## Provided material
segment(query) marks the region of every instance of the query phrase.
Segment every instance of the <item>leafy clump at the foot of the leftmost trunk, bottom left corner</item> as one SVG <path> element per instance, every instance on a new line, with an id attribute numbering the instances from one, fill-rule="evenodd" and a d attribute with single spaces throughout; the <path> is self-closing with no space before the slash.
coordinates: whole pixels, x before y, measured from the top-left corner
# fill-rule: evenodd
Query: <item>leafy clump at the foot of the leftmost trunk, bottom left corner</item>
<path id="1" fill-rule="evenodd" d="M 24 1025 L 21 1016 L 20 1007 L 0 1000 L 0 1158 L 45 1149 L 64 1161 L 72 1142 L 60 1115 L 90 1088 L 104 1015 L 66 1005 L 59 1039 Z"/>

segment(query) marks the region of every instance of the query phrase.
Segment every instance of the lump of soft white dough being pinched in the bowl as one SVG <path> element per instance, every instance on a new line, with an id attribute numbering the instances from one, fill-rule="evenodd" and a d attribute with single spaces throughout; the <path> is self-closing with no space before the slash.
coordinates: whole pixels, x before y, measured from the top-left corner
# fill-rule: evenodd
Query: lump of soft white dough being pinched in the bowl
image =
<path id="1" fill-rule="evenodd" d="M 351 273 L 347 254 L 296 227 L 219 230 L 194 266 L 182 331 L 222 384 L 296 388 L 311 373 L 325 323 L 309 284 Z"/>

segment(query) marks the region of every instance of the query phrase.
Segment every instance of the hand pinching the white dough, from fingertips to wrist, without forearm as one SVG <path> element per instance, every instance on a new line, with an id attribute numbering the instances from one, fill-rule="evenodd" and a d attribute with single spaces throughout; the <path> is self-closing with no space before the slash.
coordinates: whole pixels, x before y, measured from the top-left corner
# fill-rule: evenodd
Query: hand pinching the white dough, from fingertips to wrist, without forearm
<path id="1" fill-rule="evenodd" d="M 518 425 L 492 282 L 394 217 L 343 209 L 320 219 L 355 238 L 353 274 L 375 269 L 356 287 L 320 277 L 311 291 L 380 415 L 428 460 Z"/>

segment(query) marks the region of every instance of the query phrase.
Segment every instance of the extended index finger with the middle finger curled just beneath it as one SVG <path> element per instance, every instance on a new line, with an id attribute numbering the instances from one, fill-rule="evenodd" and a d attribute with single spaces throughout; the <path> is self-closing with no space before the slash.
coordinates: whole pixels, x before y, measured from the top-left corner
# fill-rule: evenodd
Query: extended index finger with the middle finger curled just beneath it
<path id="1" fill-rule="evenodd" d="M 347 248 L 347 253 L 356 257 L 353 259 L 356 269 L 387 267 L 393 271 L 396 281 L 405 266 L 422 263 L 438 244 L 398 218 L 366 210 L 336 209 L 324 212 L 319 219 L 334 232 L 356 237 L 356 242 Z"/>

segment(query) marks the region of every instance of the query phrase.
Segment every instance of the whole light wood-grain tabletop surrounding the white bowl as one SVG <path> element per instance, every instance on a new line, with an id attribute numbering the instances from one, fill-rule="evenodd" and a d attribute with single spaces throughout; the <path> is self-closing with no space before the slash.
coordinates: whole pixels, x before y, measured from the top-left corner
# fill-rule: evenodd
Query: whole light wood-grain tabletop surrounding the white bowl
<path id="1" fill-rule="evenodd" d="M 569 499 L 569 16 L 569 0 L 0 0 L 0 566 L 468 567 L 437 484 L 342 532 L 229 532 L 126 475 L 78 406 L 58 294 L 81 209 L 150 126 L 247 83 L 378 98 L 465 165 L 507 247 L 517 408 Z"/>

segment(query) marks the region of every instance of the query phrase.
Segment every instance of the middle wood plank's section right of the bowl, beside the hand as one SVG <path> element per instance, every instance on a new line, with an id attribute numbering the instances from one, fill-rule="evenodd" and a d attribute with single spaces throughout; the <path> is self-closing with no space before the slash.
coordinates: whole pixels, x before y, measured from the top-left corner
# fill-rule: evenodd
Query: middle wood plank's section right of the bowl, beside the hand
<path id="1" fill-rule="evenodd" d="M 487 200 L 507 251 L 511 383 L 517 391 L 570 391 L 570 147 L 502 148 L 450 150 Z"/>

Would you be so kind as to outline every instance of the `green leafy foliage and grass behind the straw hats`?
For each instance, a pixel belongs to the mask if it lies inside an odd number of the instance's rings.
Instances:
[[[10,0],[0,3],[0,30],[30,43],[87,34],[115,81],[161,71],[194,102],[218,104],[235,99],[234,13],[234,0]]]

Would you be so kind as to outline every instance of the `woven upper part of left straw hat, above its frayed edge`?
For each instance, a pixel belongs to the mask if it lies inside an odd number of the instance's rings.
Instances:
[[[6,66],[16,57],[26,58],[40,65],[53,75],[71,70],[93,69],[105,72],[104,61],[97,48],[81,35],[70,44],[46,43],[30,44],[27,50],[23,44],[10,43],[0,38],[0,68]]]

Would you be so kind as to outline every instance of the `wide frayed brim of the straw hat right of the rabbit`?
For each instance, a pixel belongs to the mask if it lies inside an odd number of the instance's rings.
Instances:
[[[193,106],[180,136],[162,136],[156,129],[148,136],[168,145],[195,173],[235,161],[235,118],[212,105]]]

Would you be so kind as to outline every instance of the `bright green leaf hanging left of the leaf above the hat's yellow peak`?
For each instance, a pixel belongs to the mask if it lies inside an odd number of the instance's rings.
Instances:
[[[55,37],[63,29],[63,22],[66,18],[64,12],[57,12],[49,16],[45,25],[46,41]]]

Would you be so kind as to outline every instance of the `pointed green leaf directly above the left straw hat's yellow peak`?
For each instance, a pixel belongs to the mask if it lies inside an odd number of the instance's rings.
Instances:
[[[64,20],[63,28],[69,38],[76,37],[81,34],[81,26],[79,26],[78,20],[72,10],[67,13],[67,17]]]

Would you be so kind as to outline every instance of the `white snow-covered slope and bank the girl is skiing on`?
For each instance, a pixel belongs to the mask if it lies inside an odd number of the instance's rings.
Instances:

## Exercise details
After reading through the material, report every line that holds "pinched".

## Reply
Segment every instance of the lump of soft white dough being pinched in the bowl as one SVG <path> element per instance, every instance on a new line, with an id attribute numbering the instances from one, fill-rule="evenodd" and a d attribute with single spaces throughout; the <path> is self-closing with no space before the slash.
Query: lump of soft white dough being pinched in the bowl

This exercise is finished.